----- Document passage
The government revealed on Friday 20 May that in relaxing the measures, countries and regions will be divided into three groups, depending on risk factors such as rates of recent positive test results upon arrival.
Visitors from areas in the low-risk group will be exempt from virus testing and self-quarantine even if they have not been vaccinated for COVID-19.
People from the group with medium risk will be exempted from tests and self-quarantine if they have received three shots of COVID vaccine. Those who have not had a third shot will be required to have a test and asked to observe at least three days of self-quarantine at home.
For those from areas with high risk, virus testing will continue to be required. They will also be asked to self-quarantine at home for at least three days even if they have received a third vaccine shot. People who have not had a third shot will be asked to stay at designated accommodation facilities for three days.
The government says about 80% of people entering Japan are expected to be exempted from tests and self-quarantine. The government plans to announce next week what countries and regions will belong to which of its three designated risk groups.
The Japanese government has decided to provide a fourth shot of coronavirus vaccine for people aged 60 or older and others with higher risks, starting on 25 May.
Cabinet members decided the details of the plan on Friday 20 May. Health officials say they will offer either the Pfizer-BioNTech vaccine or the Moderna vaccine, free of charge. The vaccinations should be given at least five months after the third shot.
They say people aged 18 or older with underlying conditions and those with a high risk of developing serious symptoms will also be eligible. The government will revise the relevant ordinances to implement the measure.
----------
Task 1 -
Copy word for word the part of the passage on Japan's entry measures that begins with "The government says" and ends with "the third shot.".
Task 2 -
Write the next part of the passage on Japan's COVID entry rules and fourth vaccine shot, starting right after its final sentence.
----- The data
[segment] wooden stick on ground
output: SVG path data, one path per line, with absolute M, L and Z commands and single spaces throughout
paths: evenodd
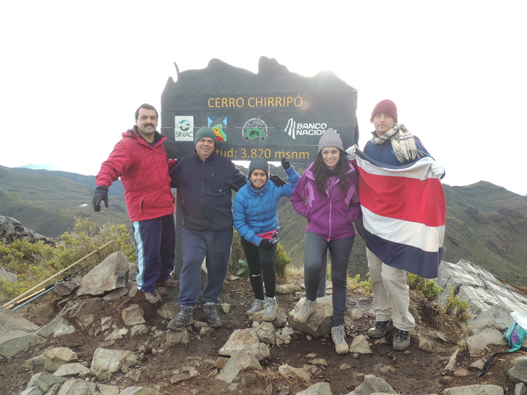
M 49 281 L 50 280 L 52 280 L 52 279 L 55 278 L 56 277 L 57 277 L 57 276 L 59 276 L 59 275 L 61 275 L 62 273 L 63 273 L 64 272 L 67 272 L 67 271 L 68 271 L 68 270 L 70 270 L 70 269 L 71 268 L 73 268 L 73 266 L 75 266 L 75 265 L 77 265 L 78 263 L 79 263 L 80 262 L 82 262 L 82 261 L 84 261 L 84 260 L 85 260 L 85 259 L 86 259 L 87 258 L 89 258 L 89 256 L 92 256 L 92 255 L 93 255 L 94 253 L 95 253 L 96 252 L 99 252 L 99 251 L 100 250 L 101 250 L 102 249 L 104 249 L 104 247 L 106 247 L 106 246 L 107 245 L 108 245 L 108 244 L 111 244 L 111 243 L 113 243 L 113 239 L 112 239 L 112 240 L 110 240 L 110 241 L 109 241 L 109 242 L 108 242 L 108 243 L 106 243 L 106 244 L 104 244 L 104 245 L 103 245 L 103 246 L 101 246 L 100 247 L 99 247 L 99 248 L 98 248 L 97 249 L 96 249 L 95 251 L 92 251 L 92 252 L 90 252 L 90 253 L 89 253 L 88 255 L 87 255 L 87 256 L 83 256 L 82 258 L 81 258 L 80 259 L 79 259 L 78 261 L 77 261 L 76 262 L 74 262 L 73 263 L 72 263 L 71 265 L 70 265 L 69 266 L 68 266 L 68 267 L 67 267 L 67 268 L 66 268 L 66 269 L 63 269 L 62 270 L 61 270 L 61 271 L 60 271 L 60 272 L 58 272 L 58 273 L 56 273 L 56 274 L 55 274 L 55 275 L 52 275 L 52 276 L 51 276 L 51 277 L 50 277 L 49 278 L 48 278 L 48 279 L 46 279 L 46 280 L 44 280 L 44 281 L 43 281 L 42 282 L 41 282 L 41 283 L 40 283 L 40 284 L 39 284 L 38 285 L 35 285 L 35 287 L 32 287 L 32 288 L 31 289 L 27 289 L 27 291 L 25 291 L 25 292 L 24 292 L 23 294 L 21 294 L 18 295 L 18 296 L 17 296 L 16 298 L 15 298 L 14 299 L 13 299 L 13 300 L 11 300 L 11 301 L 8 301 L 8 302 L 7 302 L 6 303 L 4 303 L 4 305 L 2 305 L 2 307 L 6 307 L 6 307 L 7 307 L 8 306 L 11 306 L 11 305 L 12 305 L 12 304 L 13 304 L 13 303 L 14 302 L 16 302 L 16 301 L 17 301 L 20 300 L 20 299 L 22 299 L 23 297 L 24 297 L 24 296 L 25 296 L 25 295 L 27 295 L 27 294 L 29 294 L 29 293 L 30 293 L 30 292 L 31 292 L 32 291 L 34 291 L 35 289 L 37 289 L 37 288 L 39 288 L 39 287 L 42 287 L 42 285 L 43 284 L 46 284 L 46 282 L 47 282 L 48 281 Z

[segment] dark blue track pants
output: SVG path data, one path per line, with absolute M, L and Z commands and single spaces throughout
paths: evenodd
M 137 288 L 152 292 L 156 282 L 170 277 L 175 259 L 175 223 L 173 214 L 132 222 L 139 270 Z
M 331 258 L 331 283 L 333 287 L 332 295 L 333 303 L 333 326 L 342 325 L 346 313 L 346 290 L 347 267 L 354 237 L 330 240 L 313 232 L 304 234 L 304 282 L 306 284 L 306 298 L 316 300 L 321 276 L 326 276 L 322 268 L 326 268 L 323 259 L 326 250 L 329 249 Z
M 204 259 L 207 275 L 203 288 L 203 301 L 218 303 L 229 268 L 232 228 L 216 232 L 185 228 L 182 241 L 183 267 L 180 275 L 181 293 L 178 303 L 191 307 L 199 300 Z

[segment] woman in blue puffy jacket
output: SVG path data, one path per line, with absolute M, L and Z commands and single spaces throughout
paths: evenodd
M 249 165 L 247 183 L 237 192 L 232 203 L 234 227 L 240 236 L 254 294 L 254 302 L 247 314 L 252 315 L 264 310 L 265 321 L 274 320 L 278 309 L 274 260 L 280 229 L 278 201 L 282 196 L 291 197 L 299 178 L 285 159 L 282 167 L 289 184 L 277 187 L 268 182 L 269 163 L 265 158 L 254 158 Z

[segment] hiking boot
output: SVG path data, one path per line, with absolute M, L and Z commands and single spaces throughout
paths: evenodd
M 187 306 L 180 306 L 180 311 L 175 318 L 166 325 L 172 330 L 181 330 L 192 323 L 192 308 Z
M 144 292 L 144 297 L 146 298 L 147 301 L 152 304 L 161 303 L 163 301 L 159 294 L 157 293 L 157 289 L 154 289 L 151 292 Z
M 206 323 L 211 328 L 217 328 L 221 326 L 221 320 L 218 316 L 218 313 L 216 311 L 216 303 L 206 302 L 202 305 L 203 308 L 203 312 L 205 313 L 205 319 Z
M 316 310 L 316 301 L 304 299 L 302 308 L 294 315 L 294 320 L 303 324 Z
M 393 334 L 393 349 L 400 351 L 410 345 L 410 331 L 395 328 Z
M 335 351 L 337 351 L 337 354 L 347 354 L 349 351 L 349 346 L 346 343 L 346 332 L 344 332 L 344 325 L 331 328 L 331 339 L 335 344 Z
M 156 285 L 159 287 L 164 287 L 166 288 L 177 288 L 180 286 L 180 282 L 177 280 L 174 280 L 172 277 L 166 279 L 163 282 L 158 282 Z
M 247 310 L 245 312 L 245 314 L 250 317 L 253 314 L 256 314 L 256 313 L 258 313 L 259 311 L 261 311 L 262 310 L 264 310 L 264 301 L 262 301 L 261 299 L 254 299 L 251 308 Z
M 266 298 L 264 315 L 261 316 L 262 319 L 264 321 L 272 321 L 276 318 L 278 308 L 278 304 L 276 303 L 276 298 Z
M 383 337 L 395 327 L 392 320 L 377 321 L 373 327 L 368 330 L 368 336 L 370 337 Z

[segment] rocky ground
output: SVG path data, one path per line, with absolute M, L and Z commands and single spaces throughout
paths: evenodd
M 289 282 L 302 284 L 299 275 L 291 276 Z M 278 295 L 280 307 L 289 311 L 302 296 L 298 294 Z M 454 371 L 445 371 L 444 368 L 452 354 L 462 344 L 462 330 L 455 321 L 439 313 L 434 303 L 418 295 L 412 295 L 414 314 L 418 326 L 412 334 L 412 342 L 407 350 L 395 351 L 391 346 L 392 334 L 387 335 L 384 341 L 371 341 L 373 354 L 340 356 L 335 352 L 331 339 L 328 337 L 310 338 L 295 332 L 289 344 L 271 346 L 271 357 L 261 361 L 264 368 L 261 371 L 244 372 L 237 384 L 225 383 L 216 377 L 218 370 L 215 367 L 219 356 L 218 350 L 225 344 L 230 334 L 236 329 L 249 328 L 252 322 L 247 320 L 244 312 L 250 307 L 253 296 L 247 279 L 228 281 L 222 296 L 222 301 L 230 305 L 228 313 L 220 313 L 223 320 L 221 328 L 211 330 L 200 335 L 194 328 L 191 333 L 190 342 L 167 348 L 161 341 L 162 337 L 153 335 L 152 327 L 165 330 L 167 320 L 159 316 L 142 296 L 141 292 L 134 298 L 123 296 L 111 302 L 104 302 L 99 317 L 113 316 L 121 320 L 120 311 L 133 303 L 139 304 L 144 311 L 147 325 L 150 327 L 148 334 L 133 338 L 105 341 L 101 334 L 92 336 L 88 330 L 57 338 L 49 338 L 46 344 L 31 350 L 0 360 L 0 393 L 18 395 L 27 386 L 35 371 L 22 368 L 29 358 L 42 353 L 50 347 L 64 346 L 77 353 L 80 362 L 89 367 L 94 352 L 98 347 L 124 349 L 142 355 L 139 362 L 141 374 L 124 375 L 112 377 L 106 384 L 118 385 L 122 388 L 142 386 L 156 388 L 163 394 L 294 394 L 305 389 L 315 382 L 329 382 L 333 394 L 345 394 L 361 384 L 365 375 L 373 374 L 382 377 L 401 394 L 441 394 L 445 388 L 461 387 L 473 384 L 494 384 L 501 386 L 506 394 L 513 394 L 514 387 L 507 377 L 507 372 L 515 354 L 504 354 L 497 358 L 488 373 L 478 378 L 476 370 L 469 365 L 477 359 L 486 360 L 497 351 L 504 351 L 496 346 L 488 349 L 478 358 L 469 357 L 466 350 L 459 353 Z M 49 323 L 60 311 L 61 298 L 53 292 L 18 311 L 26 318 L 42 326 Z M 346 331 L 348 343 L 354 337 L 364 334 L 372 326 L 374 318 L 372 299 L 369 295 L 349 291 L 348 308 L 362 309 L 365 314 L 359 319 L 352 320 L 347 318 Z M 204 321 L 200 308 L 194 311 L 194 318 Z M 431 352 L 418 348 L 418 338 L 433 331 L 440 332 L 444 340 L 435 340 Z M 151 352 L 148 352 L 151 349 Z M 311 367 L 312 380 L 306 382 L 298 378 L 284 377 L 278 373 L 280 365 L 288 364 L 301 368 L 309 365 L 314 358 L 322 358 L 322 363 Z M 325 366 L 324 365 L 327 365 Z M 192 378 L 171 384 L 170 378 L 179 371 L 188 371 L 191 368 L 197 375 Z M 462 368 L 468 370 L 464 372 Z

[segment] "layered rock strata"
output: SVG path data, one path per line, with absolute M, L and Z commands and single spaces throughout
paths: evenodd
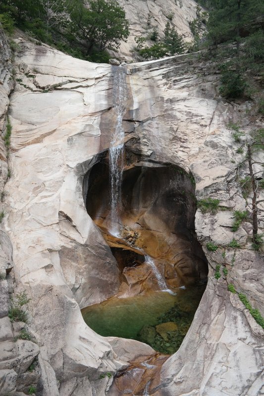
M 83 197 L 85 175 L 98 153 L 109 148 L 114 69 L 23 38 L 17 41 L 3 223 L 13 247 L 15 295 L 25 290 L 31 298 L 30 328 L 39 347 L 38 391 L 45 396 L 103 395 L 111 374 L 142 355 L 147 363 L 155 353 L 133 340 L 100 337 L 84 323 L 80 310 L 116 290 L 116 260 Z M 246 110 L 251 104 L 224 102 L 217 93 L 217 75 L 189 55 L 132 65 L 129 70 L 127 148 L 191 170 L 198 197 L 218 198 L 229 209 L 197 213 L 201 242 L 205 246 L 211 240 L 220 247 L 215 252 L 204 248 L 209 281 L 183 344 L 162 365 L 160 378 L 146 376 L 139 395 L 262 395 L 264 331 L 227 290 L 233 283 L 262 310 L 263 257 L 252 249 L 251 225 L 243 224 L 235 234 L 231 230 L 232 211 L 244 210 L 245 202 L 233 177 L 237 147 L 226 125 L 239 119 L 249 130 Z M 228 247 L 234 237 L 241 250 Z M 215 266 L 221 264 L 228 273 L 217 280 Z M 109 287 L 89 294 L 101 279 Z M 130 378 L 107 394 L 116 396 L 116 389 L 133 394 L 136 385 Z M 8 391 L 15 394 L 17 385 L 10 381 L 14 386 Z

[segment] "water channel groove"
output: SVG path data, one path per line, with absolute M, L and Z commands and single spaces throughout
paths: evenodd
M 126 75 L 122 67 L 113 74 L 111 147 L 88 172 L 84 196 L 116 260 L 118 290 L 82 314 L 102 336 L 137 340 L 171 354 L 191 325 L 207 279 L 195 235 L 195 187 L 178 166 L 126 148 Z

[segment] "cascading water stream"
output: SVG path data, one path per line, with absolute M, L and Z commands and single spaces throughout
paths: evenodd
M 152 270 L 153 271 L 153 273 L 156 277 L 156 279 L 158 282 L 158 285 L 159 287 L 160 288 L 160 290 L 162 292 L 166 292 L 167 293 L 169 293 L 170 294 L 172 295 L 175 295 L 176 293 L 174 293 L 172 292 L 172 290 L 170 290 L 169 289 L 168 289 L 167 287 L 167 285 L 166 285 L 166 283 L 164 280 L 164 278 L 162 275 L 160 274 L 158 270 L 158 269 L 156 265 L 155 265 L 155 263 L 154 262 L 153 259 L 150 256 L 148 255 L 146 255 L 145 256 L 145 260 L 146 262 L 149 264 L 151 268 L 152 268 Z
M 121 225 L 119 212 L 121 209 L 121 186 L 124 168 L 124 138 L 123 116 L 126 111 L 127 87 L 125 70 L 122 66 L 115 67 L 113 74 L 113 95 L 116 121 L 111 136 L 109 149 L 110 170 L 110 227 L 109 232 L 115 236 L 120 237 Z M 167 288 L 165 281 L 156 267 L 153 259 L 145 256 L 145 261 L 152 267 L 160 290 L 170 294 L 175 294 Z
M 116 122 L 109 149 L 110 169 L 110 232 L 119 236 L 120 226 L 119 213 L 121 205 L 121 185 L 124 167 L 124 138 L 125 132 L 122 125 L 126 110 L 127 99 L 125 70 L 122 66 L 115 67 L 113 75 L 113 99 Z

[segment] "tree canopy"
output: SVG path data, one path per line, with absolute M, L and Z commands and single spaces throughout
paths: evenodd
M 87 6 L 83 0 L 1 0 L 0 20 L 8 18 L 39 40 L 61 49 L 74 48 L 80 57 L 117 48 L 129 34 L 116 0 L 88 0 Z

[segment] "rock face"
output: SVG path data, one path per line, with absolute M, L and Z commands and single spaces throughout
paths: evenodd
M 189 23 L 196 18 L 197 3 L 193 0 L 118 0 L 126 12 L 129 21 L 130 34 L 126 42 L 121 43 L 117 56 L 132 60 L 135 58 L 137 44 L 135 38 L 146 38 L 149 47 L 155 42 L 150 40 L 154 31 L 158 40 L 164 38 L 164 30 L 167 22 L 182 35 L 186 42 L 193 40 Z M 111 53 L 111 51 L 110 51 Z M 112 51 L 113 54 L 116 54 Z
M 137 371 L 125 370 L 109 389 L 112 374 L 141 355 L 146 360 L 155 354 L 137 342 L 98 336 L 84 323 L 80 310 L 115 292 L 111 286 L 115 260 L 88 215 L 83 196 L 85 175 L 98 153 L 109 147 L 115 66 L 18 41 L 21 49 L 8 109 L 11 177 L 4 188 L 3 223 L 13 248 L 15 295 L 25 290 L 31 298 L 30 331 L 39 346 L 24 340 L 14 343 L 3 330 L 1 356 L 11 363 L 18 355 L 22 358 L 15 369 L 11 363 L 2 367 L 1 392 L 15 394 L 16 387 L 25 390 L 23 384 L 30 380 L 16 379 L 38 354 L 37 392 L 44 396 L 99 396 L 108 390 L 113 396 L 263 394 L 264 332 L 237 295 L 227 290 L 228 283 L 234 284 L 262 311 L 262 254 L 252 249 L 249 223 L 237 234 L 230 227 L 232 211 L 244 210 L 245 203 L 233 178 L 237 147 L 226 125 L 236 121 L 250 104 L 222 101 L 215 88 L 217 76 L 190 55 L 128 67 L 131 74 L 126 77 L 123 123 L 127 148 L 149 161 L 191 170 L 197 195 L 217 198 L 229 210 L 196 214 L 209 279 L 179 350 L 165 362 L 158 358 L 158 370 L 150 376 L 146 370 L 153 369 L 154 356 L 146 361 L 152 368 L 144 360 L 139 371 L 140 362 L 135 363 Z M 242 122 L 245 129 L 249 126 L 246 115 Z M 237 235 L 242 249 L 235 251 L 227 245 Z M 216 252 L 205 248 L 210 238 L 221 245 Z M 8 248 L 4 250 L 7 257 Z M 10 261 L 10 253 L 9 257 Z M 218 280 L 216 265 L 222 266 Z M 103 284 L 107 287 L 89 295 L 101 268 Z M 2 282 L 5 290 L 6 281 Z M 4 307 L 3 311 L 0 320 L 7 323 Z M 134 372 L 144 379 L 140 386 L 137 381 L 129 382 Z

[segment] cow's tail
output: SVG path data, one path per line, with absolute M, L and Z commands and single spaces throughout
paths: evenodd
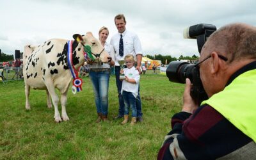
M 34 51 L 35 46 L 31 45 L 27 45 L 24 47 L 24 52 L 23 54 L 23 61 L 26 61 L 28 57 Z

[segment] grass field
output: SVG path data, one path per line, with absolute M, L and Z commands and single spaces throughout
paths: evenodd
M 25 109 L 23 81 L 0 81 L 0 159 L 156 159 L 170 117 L 180 111 L 184 84 L 148 70 L 141 75 L 144 122 L 134 126 L 113 120 L 118 113 L 115 79 L 110 77 L 108 123 L 96 124 L 92 83 L 83 77 L 83 91 L 68 93 L 70 120 L 54 122 L 45 91 L 31 90 L 31 110 Z M 61 107 L 59 105 L 59 110 Z

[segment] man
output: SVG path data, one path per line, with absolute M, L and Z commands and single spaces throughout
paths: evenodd
M 115 51 L 115 71 L 116 75 L 116 83 L 118 93 L 119 109 L 118 115 L 115 119 L 124 117 L 124 103 L 121 95 L 122 83 L 119 79 L 120 67 L 118 60 L 124 60 L 124 57 L 128 54 L 132 54 L 136 58 L 136 69 L 140 74 L 141 73 L 140 67 L 142 60 L 142 49 L 141 43 L 137 35 L 126 29 L 125 17 L 123 14 L 117 15 L 115 17 L 115 24 L 118 30 L 111 38 L 110 44 L 114 46 Z M 137 121 L 142 122 L 141 102 L 140 96 L 140 88 L 136 98 Z
M 256 28 L 244 24 L 210 36 L 198 63 L 209 99 L 198 108 L 186 79 L 158 159 L 256 159 L 255 40 Z

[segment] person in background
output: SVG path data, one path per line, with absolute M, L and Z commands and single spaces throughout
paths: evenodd
M 196 65 L 209 99 L 198 108 L 186 80 L 157 159 L 256 159 L 256 28 L 227 25 L 207 39 Z
M 137 109 L 136 107 L 136 99 L 139 91 L 140 73 L 134 67 L 134 57 L 132 54 L 127 54 L 124 60 L 127 68 L 120 70 L 120 74 L 124 74 L 125 79 L 123 81 L 121 93 L 124 101 L 124 121 L 121 123 L 125 124 L 128 122 L 129 110 L 132 110 L 132 120 L 131 125 L 134 125 L 137 118 Z
M 124 60 L 125 55 L 132 54 L 136 58 L 136 68 L 141 74 L 142 49 L 137 35 L 126 29 L 125 17 L 123 14 L 119 14 L 115 17 L 115 24 L 118 33 L 112 36 L 110 44 L 114 47 L 115 51 L 115 71 L 119 100 L 118 115 L 114 119 L 119 119 L 124 117 L 124 103 L 121 94 L 122 82 L 119 79 L 120 67 L 118 60 Z M 139 122 L 142 122 L 143 119 L 142 118 L 143 113 L 140 96 L 140 87 L 136 106 L 137 108 L 137 120 Z
M 112 45 L 106 42 L 109 35 L 108 29 L 102 27 L 99 31 L 99 38 L 104 49 L 109 54 L 111 58 L 108 63 L 102 63 L 88 61 L 90 65 L 89 76 L 93 84 L 95 101 L 98 118 L 97 123 L 100 121 L 108 121 L 108 88 L 109 82 L 110 66 L 115 65 L 114 49 Z
M 154 74 L 156 74 L 156 67 L 155 64 L 153 63 L 152 70 L 153 70 Z

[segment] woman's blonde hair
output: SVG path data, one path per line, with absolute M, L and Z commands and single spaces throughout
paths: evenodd
M 100 34 L 100 32 L 102 32 L 104 29 L 106 29 L 106 30 L 107 30 L 108 31 L 109 31 L 107 27 L 103 26 L 103 27 L 102 27 L 102 28 L 100 28 L 100 30 L 99 31 L 99 34 Z
M 124 60 L 131 60 L 132 62 L 135 61 L 134 57 L 132 54 L 129 54 L 124 57 Z

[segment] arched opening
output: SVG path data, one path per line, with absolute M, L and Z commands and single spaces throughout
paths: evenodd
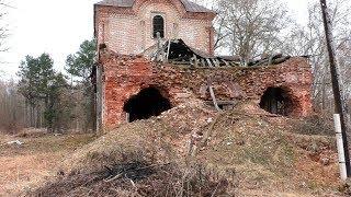
M 165 37 L 165 20 L 161 15 L 155 15 L 152 19 L 154 25 L 154 38 L 157 38 L 157 33 L 160 33 L 160 37 Z
M 132 96 L 124 105 L 128 114 L 129 123 L 138 119 L 147 119 L 159 116 L 162 112 L 171 108 L 171 103 L 156 88 L 141 90 L 137 95 Z
M 260 107 L 271 114 L 288 116 L 292 109 L 292 101 L 285 90 L 269 88 L 261 97 Z

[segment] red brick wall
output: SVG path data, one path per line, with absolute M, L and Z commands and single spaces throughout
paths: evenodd
M 135 9 L 95 8 L 95 31 L 99 44 L 123 55 L 136 55 L 156 44 L 152 38 L 152 16 L 165 18 L 166 38 L 182 38 L 189 46 L 212 54 L 213 16 L 202 13 L 184 15 L 179 3 L 168 0 L 138 1 Z
M 259 104 L 270 86 L 282 88 L 292 100 L 291 116 L 307 116 L 312 111 L 312 70 L 305 58 L 260 68 L 186 69 L 158 66 L 143 57 L 104 54 L 103 125 L 105 129 L 125 121 L 124 103 L 141 89 L 159 88 L 172 105 L 189 97 L 211 100 L 207 84 L 212 81 L 218 100 L 252 100 Z

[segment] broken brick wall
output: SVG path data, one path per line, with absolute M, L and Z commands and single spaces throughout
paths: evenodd
M 155 86 L 173 106 L 189 99 L 211 101 L 208 84 L 222 101 L 254 101 L 258 105 L 268 88 L 281 88 L 291 103 L 290 116 L 307 116 L 313 111 L 313 74 L 305 58 L 256 68 L 181 68 L 156 63 L 141 56 L 101 57 L 103 77 L 103 127 L 112 129 L 126 121 L 123 106 L 140 90 Z

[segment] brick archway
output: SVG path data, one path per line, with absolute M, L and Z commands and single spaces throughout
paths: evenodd
M 291 116 L 294 112 L 294 101 L 288 90 L 270 86 L 261 97 L 260 107 L 271 114 Z
M 124 112 L 127 113 L 129 123 L 138 119 L 148 119 L 159 116 L 162 112 L 171 108 L 168 97 L 154 86 L 143 89 L 138 94 L 132 96 L 124 104 Z

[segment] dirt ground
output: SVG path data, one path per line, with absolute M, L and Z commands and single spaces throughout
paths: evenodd
M 0 196 L 19 196 L 55 176 L 65 157 L 93 139 L 92 135 L 0 134 Z M 15 140 L 23 144 L 8 144 Z

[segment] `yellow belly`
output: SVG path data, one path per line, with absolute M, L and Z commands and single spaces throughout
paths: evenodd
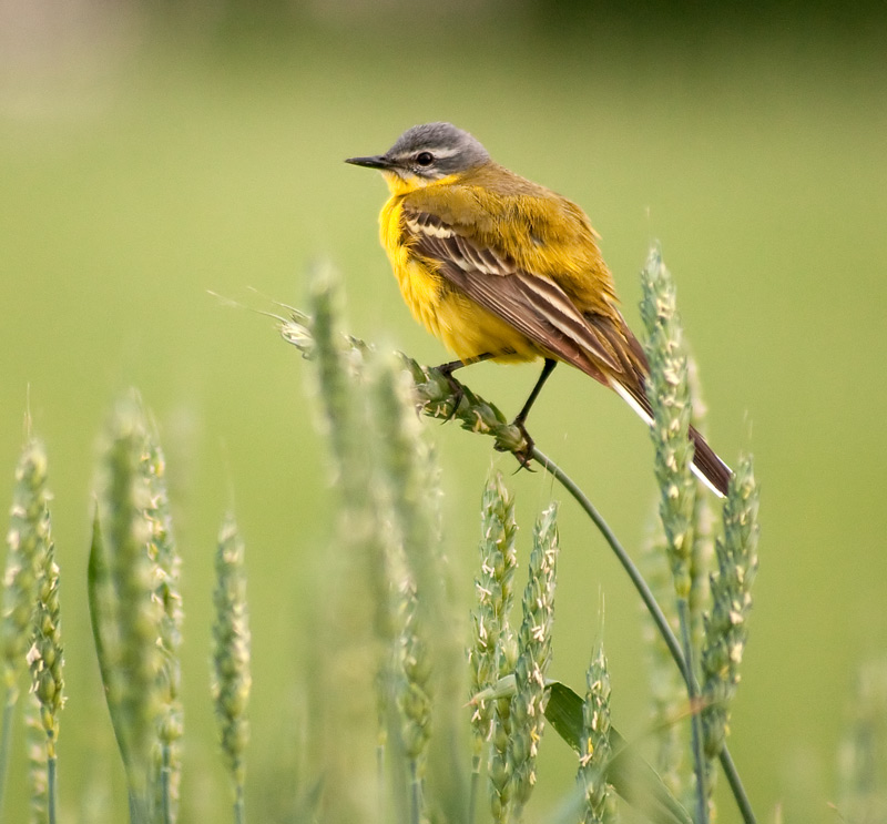
M 381 244 L 388 253 L 400 294 L 412 316 L 460 360 L 492 355 L 493 360 L 536 360 L 541 353 L 524 335 L 473 301 L 447 288 L 401 244 L 400 204 L 386 203 L 380 215 Z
----------
Your response 1 -
The government says about 80% of people entering Japan are expected to be exempted from tests and self-quarantine. The government plans to announce next week what countries and regions will belong to which of its three designated risk groups.
The Japanese government has decided to provide a fourth shot of coronavirus vaccine for people aged 60 or older and others with higher risks, starting on 25 May.
Cabinet members decided the details of the plan on Friday 20 May. Health officials say they will offer either the Pfizer-BioNTech vaccine or the Moderna vaccine, free of charge. The vaccinations should be given at least five months after the third shot.

Your response 2 -
Some local governments and associations of care facilities for the elderly are calling on the government to add medical and care workers to the program.
Regarding the virus in Japan, the Tokyo Metropolitan Government reported 2,025 new cases of the coronavirus in the capital on Monday 23 May.
That is more than 350 less than the government reported seven days ago. It is the tenth straight day that there has been a week-on-week decline. Tokyo officials said the number of seriously ill patients on ventilators or ECMO heart-lung machines was four, up one from Sunday.
The Japanese government has decided to grant Ukraine an additional 300-million-dollar loan to support the country, which continues to resist Russia’s invasion.
The government has been supporting Ukraine and its surrounding nations with humanitarian and financial assistance. It has been discussing specific means to offer Ukraine more support.
Earlier this week, Japan signed a 300-million-dollar loan agreement with Ukraine. With the latest decision, Japan is extending a total of 600 million dollars in loans to the country.
Prime Minister Kishida Fumio plans to brief Japan’s decision at his summit meeting with US President Joe Biden next Monday.
Kishida is also eager to confirm with Biden the Group of Seven nations’ readiness to show unity and continue to provide assistance to Ukraine, and to apply more pressure on Russia through more sanctions.
Japan and the United States have agreed to work together to develop the next generation of semiconductors. Experts welcome the move as a being beneficial to both sides.
The announcement came in a joint statement on Monday following a leaders’ summit in Tokyo. It said they plan to set up a task force for chip development and work toward strengthening the supply chain.
Minamikawa Akira, senior director at the British research firm Omdia, says Russia’s invasion of Ukraine demonstrates how easily the world’s supply chain can be broken. He says enhanced cooperation between Japan and the US can lead to a more stable supply.
Minamikawa notes that US chip makers account for about half of global sales, while Japan has an edge in materials, with more than 50% of the world market.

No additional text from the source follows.